## 出題内容 1
東京ルールの記事のうち「東京ルール=賃貸住宅紛争防止」から「すことを注意喚起しています。」までの部分を、その両端も含めて書き出し、「注意喚起」を「呼びかけ」に差し替えてもらえますか?

東京都の賃貸には、東京ルールがあるのをご存知ですか? 東京ルールは退去時の原状回復費用の負担に係るトラブルを防止する目的で定められた条例で、東京で賃貸物件を借りるなら必ず知っておきたいルールです。
東京ルールはどんな条例なのか? 原状回復費用が貸主負担となるケース、借主負担となるケースについて解説します。東京ルールは契約書より上位にあたり、特約が有効となるには合理的理由が必要となるので、借主の責任を超える原状回復費用を求められた場合は、まず東京ルールに則しているか確認してみましょう。
東京ルールについて
東京ルールとは、正確には東京都都市整備局が定める「賃貸住宅紛争防止条例(東京における住宅の賃貸借に係る紛争の防止に関する条例)」を指します。本条例は2004年(平成16年)10月1日に施行されました。
東京ルール=賃貸住宅紛争防止条例は、名称からもわかるように、賃貸住宅に係る紛争を防止する目的で作られた条例で、入居中の修繕、退去時の原状回復についてのガイドラインを設けています。条例では、宅地建物取引業者に原状回復や敷金に関する法律上の原則、判例により定着した考え方を説明することを義務付けています。
退去時に原状回復費用の負担の範囲でトラブルになることが多いことをうけ、東京ルールが定められました。借主が不利にならないように定めると同時に、賃貸住宅は借り物であるため、常識の範囲内で使用し、明け渡し時は綺麗にして返すことを注意喚起しています。
東京ルール1:経年劣化による原状回復費用は貸主負担
東京ルールでは、原則として経年劣化、および通常の使用で生じた損耗に対する原状回復費用は、貸主が負担することとしています。普通に暮らしていて、日照によって壁紙が色あせた場合や、設備機器が損耗してしまった場合は、借主が原状回復費用を負担する必要がありません。壁に貼ったポスターや絵画の跡、テレビや冷蔵庫による壁紙の電気ヤケも通常の使用の範囲内とされます。
ただし、借主の故意や過失によって生じた損耗は借主が原状回復費用を負担しなければなりません。賃貸住宅でタバコを吸い、通常の範囲内で壁紙についたヤニ汚れの回復費用は貸主負担となりますが、喫煙が禁止されている賃貸住宅でタバコを吸ってついたヤニ汚れの回復費用は借主負担となります。結露を放置したことにより、カビやシミが拡大した場合も借主負担となるので、冬の結露には要注意です。
ポイントは常識の範囲内で使用して自然に生じた損耗の回復費用は貸主負担となり、故意・過失による損耗は借主負担となることです。故意・過失ではない部分まで原状回復費用を求められた場合は、東京ルールに違反している可能性があると考えられます。
特約は貸主と借主の合意によって定めることができるため、上記の原則とは異なる場合もありますが、通常の原状回復義務を超えた特約は無効とされる場合があります。特約には、合理的理由が求められ、暴利的な内容である場合は有効と認められない可能性が大きいです。

## 課題用資料
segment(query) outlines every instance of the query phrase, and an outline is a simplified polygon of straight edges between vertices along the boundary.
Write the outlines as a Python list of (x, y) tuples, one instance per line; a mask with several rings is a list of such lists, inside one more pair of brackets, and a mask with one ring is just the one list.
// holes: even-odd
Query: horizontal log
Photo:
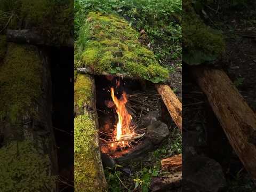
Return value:
[(6, 31), (7, 41), (17, 43), (28, 43), (35, 45), (47, 45), (55, 46), (57, 45), (74, 47), (74, 40), (70, 38), (64, 42), (56, 45), (46, 37), (40, 35), (28, 29), (11, 30)]
[(227, 74), (198, 67), (191, 71), (236, 154), (256, 181), (256, 115)]
[(171, 117), (181, 131), (182, 129), (181, 103), (169, 86), (163, 84), (157, 84), (155, 85), (155, 87), (158, 93), (161, 95)]
[(170, 171), (181, 171), (182, 165), (181, 154), (176, 155), (161, 161), (162, 168)]
[(133, 77), (131, 75), (125, 74), (121, 74), (119, 73), (115, 73), (115, 74), (111, 74), (106, 72), (102, 72), (101, 73), (95, 73), (92, 71), (91, 69), (87, 67), (77, 68), (76, 71), (78, 73), (89, 74), (93, 75), (104, 75), (104, 76), (113, 76), (115, 77), (121, 77), (121, 78), (130, 78), (134, 79), (138, 79), (137, 77)]

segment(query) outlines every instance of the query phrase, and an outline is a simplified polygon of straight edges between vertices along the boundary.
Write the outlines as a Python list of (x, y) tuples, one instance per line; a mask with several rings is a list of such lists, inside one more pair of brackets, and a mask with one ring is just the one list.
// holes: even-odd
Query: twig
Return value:
[(14, 14), (12, 14), (12, 15), (11, 15), (11, 17), (9, 18), (9, 19), (8, 20), (8, 21), (7, 22), (6, 24), (5, 25), (5, 26), (4, 27), (4, 28), (3, 29), (2, 29), (2, 30), (0, 31), (0, 34), (3, 32), (5, 29), (5, 28), (7, 27), (7, 26), (8, 26), (8, 25), (9, 25), (9, 22), (10, 21), (11, 21), (11, 20), (12, 19), (12, 17), (13, 17), (14, 15)]

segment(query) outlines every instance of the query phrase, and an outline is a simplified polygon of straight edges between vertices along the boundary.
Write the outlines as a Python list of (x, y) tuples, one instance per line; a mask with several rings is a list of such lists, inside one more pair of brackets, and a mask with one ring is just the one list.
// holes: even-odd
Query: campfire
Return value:
[(101, 138), (104, 145), (101, 150), (105, 152), (111, 151), (112, 153), (124, 149), (132, 147), (133, 143), (144, 135), (144, 133), (136, 133), (136, 125), (132, 122), (132, 115), (130, 115), (126, 107), (128, 102), (128, 96), (124, 91), (122, 91), (121, 96), (118, 98), (115, 94), (116, 88), (120, 86), (120, 81), (116, 83), (115, 88), (111, 86), (108, 92), (110, 92), (111, 99), (105, 101), (105, 105), (109, 108), (114, 109), (115, 115), (117, 119), (117, 122), (114, 125), (110, 125), (109, 122), (106, 123), (108, 127), (111, 126), (111, 130), (109, 133), (103, 131), (101, 133), (105, 135), (105, 138)]

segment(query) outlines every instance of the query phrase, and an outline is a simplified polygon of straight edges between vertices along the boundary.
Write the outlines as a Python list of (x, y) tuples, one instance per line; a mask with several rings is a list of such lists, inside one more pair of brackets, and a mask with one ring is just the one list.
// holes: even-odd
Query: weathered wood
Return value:
[(75, 188), (77, 191), (107, 191), (99, 146), (95, 98), (94, 78), (78, 74), (75, 82)]
[(162, 168), (169, 171), (181, 171), (182, 165), (181, 154), (176, 155), (161, 161)]
[[(23, 159), (20, 160), (23, 161), (22, 167), (17, 167), (17, 166), (19, 165), (15, 165), (8, 169), (7, 174), (2, 173), (7, 177), (4, 177), (4, 178), (10, 179), (11, 181), (9, 182), (10, 186), (7, 185), (4, 187), (1, 186), (1, 191), (6, 191), (5, 190), (8, 188), (7, 190), (14, 190), (12, 187), (14, 186), (15, 188), (17, 181), (20, 181), (19, 180), (23, 181), (21, 182), (25, 182), (27, 185), (42, 182), (39, 185), (40, 189), (35, 189), (36, 190), (45, 191), (47, 190), (49, 187), (51, 188), (51, 191), (52, 192), (59, 190), (57, 183), (54, 182), (50, 183), (49, 180), (46, 182), (45, 178), (38, 178), (38, 175), (52, 178), (52, 176), (58, 175), (57, 153), (52, 125), (51, 70), (47, 58), (44, 51), (35, 46), (9, 43), (5, 61), (0, 67), (0, 76), (2, 77), (0, 81), (3, 81), (1, 82), (3, 83), (1, 85), (1, 100), (9, 100), (11, 103), (9, 106), (5, 106), (5, 109), (1, 107), (0, 111), (4, 113), (5, 110), (12, 108), (13, 106), (18, 106), (15, 107), (18, 110), (15, 115), (13, 115), (11, 117), (9, 115), (10, 113), (8, 112), (10, 111), (7, 111), (5, 115), (4, 121), (1, 122), (0, 135), (1, 132), (3, 133), (3, 142), (1, 144), (3, 148), (13, 145), (17, 145), (14, 149), (12, 149), (14, 150), (12, 154), (8, 157), (10, 159)], [(13, 68), (15, 69), (13, 69)], [(31, 70), (27, 72), (24, 71), (24, 68)], [(5, 75), (7, 75), (8, 78), (4, 77)], [(28, 81), (31, 83), (38, 82), (39, 84), (33, 86)], [(21, 91), (20, 86), (23, 87), (24, 84), (29, 91)], [(10, 92), (12, 95), (10, 95)], [(38, 92), (40, 93), (35, 93)], [(15, 100), (12, 98), (12, 95), (15, 95)], [(29, 97), (33, 98), (33, 99), (27, 99), (27, 105), (20, 104), (25, 102), (23, 100), (24, 98)], [(13, 119), (13, 116), (15, 119)], [(30, 151), (23, 151), (20, 154), (20, 156), (19, 150), (24, 146), (27, 149), (30, 149)], [(24, 150), (24, 148), (22, 149)], [(1, 147), (0, 150), (2, 150)], [(3, 155), (3, 154), (1, 155)], [(43, 164), (41, 161), (49, 162), (49, 164), (44, 163)], [(31, 166), (35, 166), (33, 168), (34, 171), (25, 173), (24, 170), (30, 170)], [(38, 170), (44, 170), (45, 172), (38, 173)], [(15, 179), (17, 180), (12, 181), (14, 178), (11, 178), (12, 176), (8, 178), (12, 174), (20, 176)], [(21, 190), (26, 190), (19, 189)]]
[[(10, 42), (17, 43), (28, 43), (36, 45), (56, 46), (53, 44), (51, 39), (42, 36), (35, 32), (28, 29), (11, 30), (6, 31), (7, 41)], [(61, 44), (58, 45), (70, 47), (74, 47), (74, 41), (72, 38), (66, 39)]]
[(175, 93), (167, 85), (157, 84), (155, 87), (166, 106), (173, 121), (181, 131), (182, 129), (182, 118), (181, 103)]
[(191, 69), (233, 149), (255, 182), (255, 114), (222, 70), (203, 67)]
[(176, 190), (178, 191), (181, 186), (181, 172), (170, 173), (161, 178), (153, 178), (150, 185), (151, 191), (175, 191)]
[(134, 79), (138, 79), (138, 78), (132, 77), (132, 76), (129, 75), (128, 74), (121, 74), (119, 73), (116, 73), (115, 74), (111, 74), (106, 72), (102, 72), (100, 74), (95, 73), (92, 71), (91, 70), (86, 67), (83, 68), (77, 68), (76, 69), (77, 72), (78, 73), (83, 74), (89, 74), (89, 75), (104, 75), (104, 76), (113, 76), (115, 77), (118, 77), (121, 78), (130, 78)]

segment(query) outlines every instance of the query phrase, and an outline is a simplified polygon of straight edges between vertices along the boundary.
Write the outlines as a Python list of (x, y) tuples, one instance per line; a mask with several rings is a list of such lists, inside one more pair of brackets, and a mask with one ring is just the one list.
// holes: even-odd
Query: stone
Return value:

## 出題内容 2
エントリの冒頭から「29), (11, 30)]」を含む行までを、その行も含めて、クエリ1件につき1行の「クエリ」「結果」の2列CSVに変換してもらえますか? 各欄は二重引用符で囲んで改行は空白に置き換え、画像は含めないでください。

## 完全な解答 1
東京ルール=賃貸住宅紛争防止条例は、名称からもわかるように、賃貸住宅に係る紛争を防止する目的で作られた条例で、入居中の修繕、退去時の原状回復についてのガイドラインを設けています。条例では、宅地建物取引業者に原状回復や敷金に関する法律上の原則、判例により定着した考え方を説明することを義務付けています。
退去時に原状回復費用の負担の範囲でトラブルになることが多いことをうけ、東京ルールが定められました。借主が不利にならないように定めると同時に、賃貸住宅は借り物であるため、常識の範囲内で使用し、明け渡し時は綺麗にして返すことを呼びかけしています。

## 完全な解答 2
クエリ,結果
"segment(query) outlines every instance of the query phrase, and an outline is a simplified polygon of straight edges between vertices along the boundary. Write the outlines as a Python list of (x, y) tuples, one instance per line; a mask with several rings is a list of such lists, inside one more pair of brackets, and a mask with one ring is just the one list. // holes: even-odd Query: horizontal log Photo: Return value:","[(6, 31), (7, 41), (17, 43), (28, 43), (35, 45), (47, 45), (55, 46), (57, 45), (74, 47), (74, 40), (70, 38), (64, 42), (56, 45), (46, 37), (40, 35), (28, 29), (11, 30)]"